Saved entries

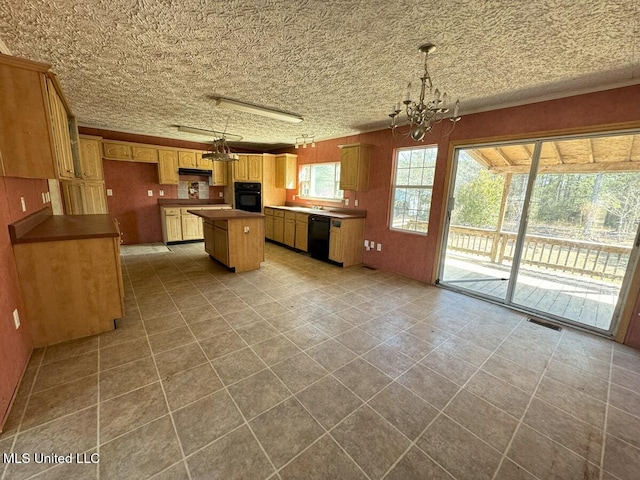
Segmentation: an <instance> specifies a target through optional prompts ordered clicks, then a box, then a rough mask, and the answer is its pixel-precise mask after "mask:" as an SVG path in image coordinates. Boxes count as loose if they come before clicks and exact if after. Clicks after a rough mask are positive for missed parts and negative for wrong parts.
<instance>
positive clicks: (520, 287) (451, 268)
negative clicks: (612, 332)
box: [440, 254, 620, 331]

TASK DETAILS: Reproduce the material above word for word, leaving out the pictures.

EXPECTED ANSWER:
Segmentation: an <instance> specifies a target through optional prompts ordered clicks, then a box, then a rough mask, and the answer is its pixel-precise mask after "mask:" as an SVG path in image coordinates. Boxes count as loose if they come before clicks and exact if after. Clicks after a rough mask are positive for missed parts and negative for wrong parts.
<instance>
positive clicks: (520, 287) (451, 268)
negative clicks: (612, 332)
box: [440, 254, 620, 331]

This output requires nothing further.